Exercise data -
▶
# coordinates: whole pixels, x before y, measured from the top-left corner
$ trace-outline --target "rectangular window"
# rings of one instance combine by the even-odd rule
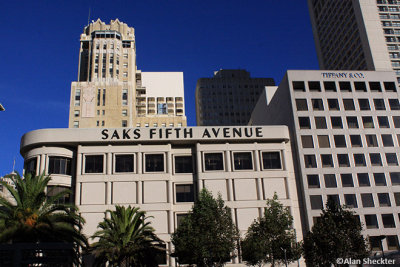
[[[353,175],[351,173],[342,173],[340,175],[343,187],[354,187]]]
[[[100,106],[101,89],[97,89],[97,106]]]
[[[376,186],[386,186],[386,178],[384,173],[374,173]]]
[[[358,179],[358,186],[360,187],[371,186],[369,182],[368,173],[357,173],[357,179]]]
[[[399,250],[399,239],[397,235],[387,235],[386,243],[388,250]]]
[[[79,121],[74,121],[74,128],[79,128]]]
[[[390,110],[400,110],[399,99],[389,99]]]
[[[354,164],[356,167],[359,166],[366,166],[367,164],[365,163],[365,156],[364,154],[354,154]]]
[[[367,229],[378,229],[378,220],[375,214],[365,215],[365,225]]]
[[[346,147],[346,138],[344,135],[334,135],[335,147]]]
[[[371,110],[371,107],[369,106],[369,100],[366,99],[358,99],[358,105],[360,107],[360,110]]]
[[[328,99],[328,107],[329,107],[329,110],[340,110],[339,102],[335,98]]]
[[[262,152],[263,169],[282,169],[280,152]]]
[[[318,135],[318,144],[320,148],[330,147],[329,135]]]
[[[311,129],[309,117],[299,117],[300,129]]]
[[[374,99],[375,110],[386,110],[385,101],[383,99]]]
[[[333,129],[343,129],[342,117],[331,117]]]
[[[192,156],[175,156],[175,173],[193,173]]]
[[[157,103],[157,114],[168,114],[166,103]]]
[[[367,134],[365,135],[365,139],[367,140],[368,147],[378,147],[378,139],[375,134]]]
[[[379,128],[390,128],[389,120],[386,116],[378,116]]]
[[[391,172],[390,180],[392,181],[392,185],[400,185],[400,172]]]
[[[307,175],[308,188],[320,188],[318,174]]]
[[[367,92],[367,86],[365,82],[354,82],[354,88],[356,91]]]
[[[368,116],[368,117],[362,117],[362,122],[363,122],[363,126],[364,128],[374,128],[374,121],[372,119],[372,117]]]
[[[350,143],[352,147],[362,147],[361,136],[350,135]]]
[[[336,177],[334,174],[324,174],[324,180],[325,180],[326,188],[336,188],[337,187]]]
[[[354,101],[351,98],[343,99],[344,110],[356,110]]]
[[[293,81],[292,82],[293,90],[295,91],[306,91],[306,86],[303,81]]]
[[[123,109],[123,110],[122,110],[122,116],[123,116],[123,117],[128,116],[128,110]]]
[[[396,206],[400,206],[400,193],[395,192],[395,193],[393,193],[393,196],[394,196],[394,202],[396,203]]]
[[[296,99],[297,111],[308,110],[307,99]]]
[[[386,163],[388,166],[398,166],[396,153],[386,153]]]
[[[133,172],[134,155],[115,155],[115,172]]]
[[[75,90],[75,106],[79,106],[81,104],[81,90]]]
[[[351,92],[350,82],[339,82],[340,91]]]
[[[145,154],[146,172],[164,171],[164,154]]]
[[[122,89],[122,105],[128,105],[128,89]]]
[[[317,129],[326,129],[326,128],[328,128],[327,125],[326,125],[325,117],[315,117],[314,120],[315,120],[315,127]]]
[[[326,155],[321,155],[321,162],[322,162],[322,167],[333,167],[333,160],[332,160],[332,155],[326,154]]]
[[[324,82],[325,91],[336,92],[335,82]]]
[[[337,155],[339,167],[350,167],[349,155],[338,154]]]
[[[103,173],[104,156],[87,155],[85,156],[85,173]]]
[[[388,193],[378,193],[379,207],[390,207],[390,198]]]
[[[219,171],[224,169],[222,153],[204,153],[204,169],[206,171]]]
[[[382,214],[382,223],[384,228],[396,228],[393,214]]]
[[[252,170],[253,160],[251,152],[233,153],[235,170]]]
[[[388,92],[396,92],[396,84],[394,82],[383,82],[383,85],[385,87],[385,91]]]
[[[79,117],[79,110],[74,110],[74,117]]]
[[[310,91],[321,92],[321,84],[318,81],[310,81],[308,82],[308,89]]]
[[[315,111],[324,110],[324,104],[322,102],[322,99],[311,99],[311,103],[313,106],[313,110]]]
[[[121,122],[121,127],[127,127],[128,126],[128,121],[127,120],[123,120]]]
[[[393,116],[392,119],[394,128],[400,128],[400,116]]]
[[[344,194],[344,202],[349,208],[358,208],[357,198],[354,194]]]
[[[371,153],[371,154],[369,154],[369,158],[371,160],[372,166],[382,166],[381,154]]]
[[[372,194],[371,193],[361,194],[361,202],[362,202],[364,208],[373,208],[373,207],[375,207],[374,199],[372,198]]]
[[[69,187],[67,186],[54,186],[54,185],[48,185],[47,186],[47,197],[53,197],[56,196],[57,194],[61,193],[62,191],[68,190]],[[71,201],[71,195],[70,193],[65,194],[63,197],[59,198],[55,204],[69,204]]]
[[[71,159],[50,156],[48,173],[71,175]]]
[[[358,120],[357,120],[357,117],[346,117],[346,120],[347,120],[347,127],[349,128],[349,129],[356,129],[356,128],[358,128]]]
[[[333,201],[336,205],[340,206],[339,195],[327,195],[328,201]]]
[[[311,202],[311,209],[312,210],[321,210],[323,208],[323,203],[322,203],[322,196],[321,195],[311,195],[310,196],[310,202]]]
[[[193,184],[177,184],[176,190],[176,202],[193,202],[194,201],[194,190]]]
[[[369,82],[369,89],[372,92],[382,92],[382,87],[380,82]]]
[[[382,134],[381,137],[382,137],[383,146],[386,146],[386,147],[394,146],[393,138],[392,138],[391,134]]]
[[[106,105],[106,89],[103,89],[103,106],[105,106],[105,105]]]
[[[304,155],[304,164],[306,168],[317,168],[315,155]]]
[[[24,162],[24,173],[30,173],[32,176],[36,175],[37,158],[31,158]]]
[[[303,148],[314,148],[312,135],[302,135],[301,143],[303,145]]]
◀
▶
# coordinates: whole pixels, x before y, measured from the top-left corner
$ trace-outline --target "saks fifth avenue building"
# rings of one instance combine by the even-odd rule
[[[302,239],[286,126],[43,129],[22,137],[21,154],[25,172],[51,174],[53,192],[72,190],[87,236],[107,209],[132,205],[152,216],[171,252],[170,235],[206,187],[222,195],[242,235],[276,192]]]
◀
What you should do - Please count how many lines in the preceding records hold the word "target", then give only that number.

Solution to this problem - 2